===== Material for this exercise =====

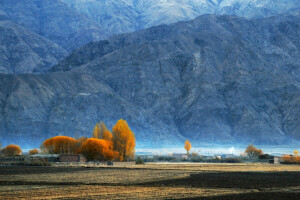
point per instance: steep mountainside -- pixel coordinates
(74, 23)
(215, 79)
(22, 51)
(120, 16)
(53, 20)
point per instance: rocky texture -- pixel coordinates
(53, 20)
(22, 51)
(74, 23)
(120, 16)
(215, 79)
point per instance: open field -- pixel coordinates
(153, 181)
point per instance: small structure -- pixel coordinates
(276, 160)
(46, 157)
(72, 158)
(179, 156)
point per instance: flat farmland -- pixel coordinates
(152, 181)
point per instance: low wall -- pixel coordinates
(95, 164)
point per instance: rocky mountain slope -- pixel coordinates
(121, 16)
(215, 79)
(53, 20)
(74, 23)
(22, 51)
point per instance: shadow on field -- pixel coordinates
(242, 180)
(252, 196)
(17, 170)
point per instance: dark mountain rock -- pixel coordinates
(22, 51)
(215, 79)
(54, 21)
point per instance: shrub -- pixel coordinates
(251, 151)
(12, 150)
(290, 159)
(265, 157)
(139, 161)
(60, 145)
(98, 149)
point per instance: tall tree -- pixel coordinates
(60, 145)
(97, 149)
(96, 131)
(12, 150)
(101, 132)
(187, 146)
(123, 140)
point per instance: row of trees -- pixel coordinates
(104, 144)
(295, 158)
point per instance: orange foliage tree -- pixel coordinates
(123, 140)
(33, 152)
(97, 149)
(60, 145)
(187, 146)
(12, 150)
(101, 132)
(251, 151)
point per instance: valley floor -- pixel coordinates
(153, 181)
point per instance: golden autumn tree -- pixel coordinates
(101, 132)
(60, 145)
(96, 131)
(251, 151)
(98, 149)
(12, 150)
(187, 146)
(33, 152)
(123, 140)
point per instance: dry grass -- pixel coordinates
(152, 181)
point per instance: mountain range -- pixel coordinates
(217, 79)
(69, 24)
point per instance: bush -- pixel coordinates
(139, 161)
(33, 152)
(12, 150)
(251, 151)
(40, 162)
(290, 159)
(265, 157)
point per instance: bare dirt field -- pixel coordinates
(153, 181)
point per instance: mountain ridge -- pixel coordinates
(215, 79)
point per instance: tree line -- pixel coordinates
(104, 145)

=====

* **Task objective**
Recast all of the data above as a numbered list, omitting blank lines and excluding the pictures.

* **Reply to the task**
1. point per instance: steep mountainside -- pixel coordinates
2. (74, 23)
3. (215, 79)
4. (22, 51)
5. (120, 16)
6. (53, 20)
7. point per instance: rocky texture -- pixel coordinates
8. (53, 20)
9. (22, 51)
10. (74, 23)
11. (120, 16)
12. (215, 79)
13. point per instance: open field -- pixel coordinates
14. (153, 181)
15. point per instance: small structure -- pixel coordinates
16. (276, 160)
17. (46, 157)
18. (72, 158)
19. (179, 156)
20. point per instance: flat farmland -- pixel coordinates
21. (152, 181)
22. point per instance: low wall -- pixel coordinates
23. (95, 164)
24. point per instance: rocky mountain slope -- pixel coordinates
25. (121, 16)
26. (215, 79)
27. (53, 20)
28. (74, 23)
29. (22, 51)
30. point per instance: shadow on field -- pixel coordinates
31. (242, 180)
32. (252, 196)
33. (17, 170)
34. point per instance: dark mountain rock -- pixel coordinates
35. (22, 51)
36. (215, 79)
37. (54, 21)
38. point per instance: shrub -- pixel coordinates
39. (251, 151)
40. (12, 150)
41. (290, 159)
42. (265, 157)
43. (139, 161)
44. (60, 145)
45. (98, 149)
46. point per instance: tall tree -- pixel coordinates
47. (60, 145)
48. (97, 149)
49. (96, 131)
50. (12, 150)
51. (101, 132)
52. (187, 146)
53. (123, 140)
54. point per instance: row of trees -- pixel coordinates
55. (104, 144)
56. (295, 158)
57. point per instance: orange foliage tree -- pixel coordinates
58. (123, 140)
59. (33, 152)
60. (97, 149)
61. (60, 145)
62. (187, 146)
63. (12, 150)
64. (101, 132)
65. (251, 151)
66. point per instance: valley floor -- pixel coordinates
67. (153, 181)
68. point per instance: golden autumn tree -- pixel coordinates
69. (101, 132)
70. (60, 145)
71. (96, 131)
72. (251, 151)
73. (98, 149)
74. (12, 150)
75. (187, 146)
76. (33, 152)
77. (123, 140)
78. point per instance: dry grass -- pixel coordinates
79. (152, 181)
80. point per instance: mountain range -- pixel coordinates
81. (217, 79)
82. (69, 24)
83. point per instance: bush -- pixel coordinates
84. (139, 161)
85. (33, 152)
86. (12, 150)
87. (251, 151)
88. (40, 162)
89. (290, 159)
90. (265, 157)
91. point per instance: bare dirt field -- pixel coordinates
92. (153, 181)
93. point per instance: mountain ridge -- pixel coordinates
94. (215, 79)
95. point per instance: tree line -- pixel coordinates
96. (104, 145)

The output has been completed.